── Texto para leer

PACO AGUADO
Uno de los grandes lastres para el desarrollo
del espectáculo taurino en los últimos años en España es la ciega codicia de
las propiedades de las plazas de toros, ya sean públicas o privadas, que ha derivado
en casos tan palmarios como los que han salido a la luz en las últimas semanas.
Y es que las leoninas y a veces demenciales
exigencias de las administraciones públicas y de las sociedades de propietarios
para con los arrendatarios de sus cosos han ido creando a lo largo de este
siglo una generalizada situación de inestabilidad empresarial que afecta
directamente al desarrollo normal de la temporada, además de desbordar contra
toda lógica los ya de por sí elevados costes de producción de los festejos.
Nadie desde dentro del sector –y menos las
grandes empresas– ha alzado nunca la voz ni ha planteado una política de
defensa contra estas prácticas abusivas de las propiedades de las plazas, sino
que, más bien al contrario, fueron los propios empresarios los que alimentaron
su codicia de manera suicida, pujando al alza y casi siempre con dineros ajenos
a la propia Fiesta, durante los locos años de la burbuja inmobiliaria.
Y de aquellos barros llegan ahora estos lodos,
en unas semanas en las que se han podido comprobar con crudeza las nefastas
consecuencias que para los propios cosos, y para sus aficiones, ha tenido la
irresponsable avaricia de los dueños del garito. En ese sentido, los recientes
casos de Mérida y Córdoba resultan paradigmáticos, por no hablar del ya
conocido de Jaén o, en otro palo, el de la plaza de Burgos, en manos ésta de un
ayuntamiento de reconocida inoperancia no sólo taurina.
En Mérida, capital de Extremadura, la sociedad
propietaria ha decidido no prorrogar al frente de su plaza a la empresa Lances
de Futuro, de José María Garzón, cuyo serio trabajo en los últimos dos años
había conseguido sacar a flote un coso que se hundía prácticamente en el
abandono y que se alejaba cada vez más del circuito de la temporada. Pero
ahora, con subvenciones de por medio y el público recuperado, seguro que
querrán sacar tajada del trabajo ajeno en el año del centenario de una plaza
levantada sobre un templo romano.

────

- **Tarea a realizar**
Responde a estas preguntas según el texto sobre las plazas de toros:
1. ¿En qué época, según el texto, los empresarios pujaron al alza y alimentaron la codicia de las propiedades?
2. ¿Qué empresa no ha sido prorrogada al frente de la plaza de Mérida y de quién es?
3. ¿Sobre qué se levantó la plaza de Mérida?

── Segmento de datos

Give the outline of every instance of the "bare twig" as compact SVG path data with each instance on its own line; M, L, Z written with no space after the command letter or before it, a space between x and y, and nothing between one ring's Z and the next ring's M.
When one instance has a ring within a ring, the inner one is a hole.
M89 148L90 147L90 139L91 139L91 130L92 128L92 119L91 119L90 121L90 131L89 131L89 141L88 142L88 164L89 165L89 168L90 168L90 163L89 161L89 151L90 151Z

────

- **La solución**
1. Durante los locos años de la burbuja inmobiliaria.
2. Lances de Futuro, de José María Garzón.
3. Sobre un templo romano.